◆ **Questions on the material**
• 1. In the article on digital banking trends below, what does M-Pesa let users do with their mobile phones?
• 2. Render this sentence from the digital banking trends article into Spanish: "This service is popular and competes with traditional banks by offering lower fees and more convenience."
• 3. Carry on the article about digital banking trends, picking up right after its final sentence.

◆ **Document extract**
4 Digital Banking Trends to Watch
Traditional banks are feeling the pressure to keep up; forced to adapt or risk losing customers to digital banking.
There’s no doubt that digital banking is on the rise as millions of consumers and businesses are using their mobiles and apps as a way of life.
Here are 4 trends, we believe will shape digital banking...
1. Banking will no longer be business as usual
Banks will play a vital role in the global economy, but their ‘definition’ and scope will change beyond branches, traditional products, and services.
Banks will move to a customer-centric model that adapt, provide seamless services across all channels, i.e., Omnichannel – engagement inside social media platforms, app, smartphone, and VR or metaverse.
Smartphone vendors or service providers will be perceived as ‘mobile banks’ because they can store funds (e-wallets), transact, save (in return for loyalty points), transfer funds, and pay for goods and services; potentially bypassing banks or complementing them. This is already in motion, and this trend will only increase.
2. Telcos offering financial services
Telecom operators, or telcos are embracing financial services into their business model and only going to continue. Telcos are often the first point of contact as they already have deep relationships with their customers, KYC, usage, the scale, infrastructure, and a large captive audience with high engagement.
One example is M-Pesa, a mobile phone-based money transfer service that allows users to deposit, withdraw, and transfer money using their mobile phones. This service is popular and competes with traditional banks by offering lower fees and more convenience. This presents a massive opportunity for telcos. As a result, we expect, hundreds of telcos getting more inter-twined with financial services.
3. Super apps will become digital banking hubs
Super apps, have become hugely popular all over the world and grown from simple messaging into a ‘digital lifestyle destination’ with over a billion users and an ecosystem of millions of mini programmes. These super apps are likely to become the go-to place for many.

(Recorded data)
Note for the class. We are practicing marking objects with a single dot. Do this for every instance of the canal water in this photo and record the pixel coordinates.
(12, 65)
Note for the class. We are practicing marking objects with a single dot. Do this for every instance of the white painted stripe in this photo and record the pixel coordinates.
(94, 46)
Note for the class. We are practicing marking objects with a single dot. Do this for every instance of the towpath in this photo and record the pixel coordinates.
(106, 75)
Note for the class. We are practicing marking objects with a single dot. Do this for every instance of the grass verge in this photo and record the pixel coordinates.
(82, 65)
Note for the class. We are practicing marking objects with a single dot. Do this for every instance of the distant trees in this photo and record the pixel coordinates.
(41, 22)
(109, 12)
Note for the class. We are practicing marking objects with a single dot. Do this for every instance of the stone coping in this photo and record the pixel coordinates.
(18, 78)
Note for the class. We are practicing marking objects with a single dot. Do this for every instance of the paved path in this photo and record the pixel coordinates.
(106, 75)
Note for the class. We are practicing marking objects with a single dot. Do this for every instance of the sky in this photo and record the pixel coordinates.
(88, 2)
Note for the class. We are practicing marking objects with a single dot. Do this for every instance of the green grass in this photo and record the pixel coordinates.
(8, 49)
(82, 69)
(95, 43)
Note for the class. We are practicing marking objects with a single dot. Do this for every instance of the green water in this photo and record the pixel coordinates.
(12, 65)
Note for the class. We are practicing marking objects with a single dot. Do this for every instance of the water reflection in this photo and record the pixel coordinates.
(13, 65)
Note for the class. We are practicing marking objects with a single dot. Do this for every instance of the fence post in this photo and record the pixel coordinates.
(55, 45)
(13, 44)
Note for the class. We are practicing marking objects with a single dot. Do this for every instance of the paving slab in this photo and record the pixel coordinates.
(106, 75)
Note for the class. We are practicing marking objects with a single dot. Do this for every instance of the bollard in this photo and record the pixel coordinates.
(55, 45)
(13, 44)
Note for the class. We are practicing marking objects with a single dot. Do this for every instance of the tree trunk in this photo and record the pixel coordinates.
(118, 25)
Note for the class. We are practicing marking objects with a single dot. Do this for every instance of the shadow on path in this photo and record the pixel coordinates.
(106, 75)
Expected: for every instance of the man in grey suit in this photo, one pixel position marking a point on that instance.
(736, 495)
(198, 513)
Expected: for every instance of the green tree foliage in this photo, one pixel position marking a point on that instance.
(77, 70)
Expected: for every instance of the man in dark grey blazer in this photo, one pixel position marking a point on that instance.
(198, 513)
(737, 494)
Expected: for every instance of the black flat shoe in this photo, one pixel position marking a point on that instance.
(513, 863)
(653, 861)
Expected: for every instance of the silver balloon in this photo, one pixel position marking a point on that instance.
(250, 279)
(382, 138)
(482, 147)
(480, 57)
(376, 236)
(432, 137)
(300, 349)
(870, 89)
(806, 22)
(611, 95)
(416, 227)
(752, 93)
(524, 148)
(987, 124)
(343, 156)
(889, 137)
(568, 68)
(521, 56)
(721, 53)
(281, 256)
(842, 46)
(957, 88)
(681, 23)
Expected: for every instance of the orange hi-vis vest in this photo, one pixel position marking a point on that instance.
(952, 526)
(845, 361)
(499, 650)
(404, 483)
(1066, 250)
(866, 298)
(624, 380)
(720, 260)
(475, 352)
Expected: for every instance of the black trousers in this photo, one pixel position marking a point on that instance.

◆ **Per-task answers**
• 1. It lets users deposit, withdraw, and transfer money using their mobile phones.

• 2. Este servicio es popular y compite con los bancos tradicionales al ofrecer comisiones más bajas y mayor comodidad.

• 3.
Joining them would be e-commerce and social media platforms, which have captive audiences and will offer e-wallets, money transfers, in-app store purchases and more.
Many of them are offering or piloting fintech services within their walled gardens. Even ride-hailing apps like Uber now offer some fintech and growing their reach and offerings.
4. AI will play a more significant role
Artificial intelligence is already used in digital banking, and its role will only increase in the years ahead. From robo-investing, personalised recommendations to helping customer’s reach financial goals, AI will come into every aspect, that it will be taken for granted.
For example, NLP chatbots that enable 24/7 customer service interactions to Machine learning (ML) that can spot patterns in customer behaviour to provide improved cybersecurity or translate in real-time. Or offering highly personalized products, offers, loans based on usage, credit risk and other criteria.
However, the real action, disruption and impact of AI will be in the back office, as banks automate more processes, call centres, onboarding, KYC for routine, operational and manual tasks, analyse customer data for highly personalised marketing, and improve their products and services.
Of course, we expect a slew of regulatory measures, security, and privacy improvements to cope with these changes.